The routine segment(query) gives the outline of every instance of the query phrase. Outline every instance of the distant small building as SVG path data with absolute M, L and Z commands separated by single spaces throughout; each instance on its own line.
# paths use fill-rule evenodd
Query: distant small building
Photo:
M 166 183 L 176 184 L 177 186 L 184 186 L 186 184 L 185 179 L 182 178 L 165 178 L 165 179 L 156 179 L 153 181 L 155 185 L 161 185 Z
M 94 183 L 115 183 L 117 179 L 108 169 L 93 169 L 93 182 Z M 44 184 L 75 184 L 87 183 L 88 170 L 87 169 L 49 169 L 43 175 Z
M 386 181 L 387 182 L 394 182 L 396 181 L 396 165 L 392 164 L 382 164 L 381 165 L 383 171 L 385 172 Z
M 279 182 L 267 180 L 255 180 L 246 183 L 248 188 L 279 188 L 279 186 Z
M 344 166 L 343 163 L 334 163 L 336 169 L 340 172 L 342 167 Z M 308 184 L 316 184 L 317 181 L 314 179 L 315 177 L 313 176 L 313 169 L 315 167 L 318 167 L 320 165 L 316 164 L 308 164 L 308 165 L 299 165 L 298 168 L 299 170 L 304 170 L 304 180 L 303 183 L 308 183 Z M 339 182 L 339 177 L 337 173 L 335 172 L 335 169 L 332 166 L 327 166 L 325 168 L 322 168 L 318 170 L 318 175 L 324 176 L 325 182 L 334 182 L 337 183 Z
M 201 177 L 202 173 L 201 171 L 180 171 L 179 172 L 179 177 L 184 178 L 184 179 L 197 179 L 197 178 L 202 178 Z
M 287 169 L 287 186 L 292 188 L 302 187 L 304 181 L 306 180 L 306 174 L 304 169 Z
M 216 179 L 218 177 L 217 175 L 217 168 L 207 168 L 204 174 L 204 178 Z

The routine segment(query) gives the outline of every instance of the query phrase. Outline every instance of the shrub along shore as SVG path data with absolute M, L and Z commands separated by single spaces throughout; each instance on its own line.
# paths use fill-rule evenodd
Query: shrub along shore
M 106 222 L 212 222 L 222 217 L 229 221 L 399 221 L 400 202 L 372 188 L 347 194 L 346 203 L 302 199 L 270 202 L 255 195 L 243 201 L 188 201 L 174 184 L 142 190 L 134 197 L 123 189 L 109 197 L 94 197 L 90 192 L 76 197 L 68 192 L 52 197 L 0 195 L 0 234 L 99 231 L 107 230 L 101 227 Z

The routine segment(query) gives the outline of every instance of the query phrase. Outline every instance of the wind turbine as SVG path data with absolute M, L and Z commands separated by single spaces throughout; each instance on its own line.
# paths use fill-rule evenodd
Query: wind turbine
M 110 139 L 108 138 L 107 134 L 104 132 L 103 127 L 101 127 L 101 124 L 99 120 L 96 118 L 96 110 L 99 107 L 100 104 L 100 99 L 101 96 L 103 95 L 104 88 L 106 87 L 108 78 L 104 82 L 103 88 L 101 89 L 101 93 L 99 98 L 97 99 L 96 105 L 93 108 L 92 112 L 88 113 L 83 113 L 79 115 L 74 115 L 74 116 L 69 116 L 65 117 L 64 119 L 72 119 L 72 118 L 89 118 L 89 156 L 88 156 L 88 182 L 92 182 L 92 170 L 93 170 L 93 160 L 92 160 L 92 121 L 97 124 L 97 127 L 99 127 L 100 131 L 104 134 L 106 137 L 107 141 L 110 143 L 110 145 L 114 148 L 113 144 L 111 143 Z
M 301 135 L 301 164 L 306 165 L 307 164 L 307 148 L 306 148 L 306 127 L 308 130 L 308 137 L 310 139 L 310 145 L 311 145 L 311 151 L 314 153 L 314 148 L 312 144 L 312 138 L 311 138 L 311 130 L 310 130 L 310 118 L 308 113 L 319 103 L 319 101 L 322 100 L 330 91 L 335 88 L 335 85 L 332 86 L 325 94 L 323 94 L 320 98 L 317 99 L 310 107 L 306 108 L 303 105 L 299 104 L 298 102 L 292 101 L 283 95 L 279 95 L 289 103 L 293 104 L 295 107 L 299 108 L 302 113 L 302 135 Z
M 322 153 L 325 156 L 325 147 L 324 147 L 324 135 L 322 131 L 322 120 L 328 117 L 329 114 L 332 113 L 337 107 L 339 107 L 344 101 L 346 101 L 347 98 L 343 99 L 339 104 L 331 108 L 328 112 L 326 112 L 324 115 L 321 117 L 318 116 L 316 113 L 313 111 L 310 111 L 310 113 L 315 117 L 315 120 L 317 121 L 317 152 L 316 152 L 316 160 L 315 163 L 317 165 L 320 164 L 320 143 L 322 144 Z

· · ·

Word for word, set down the lines from the beginning of the records through the line that holds "Query: distant small building". Leave out the rest.

## RESULT FOR THIS TASK
The routine segment(query) gives the outline of every instance of the query phrase. Outline every instance of the distant small building as SVG path data with absolute M, L and Z commands separated by single spaces throughout; each instance on its own line.
# paths use fill-rule evenodd
Query: distant small building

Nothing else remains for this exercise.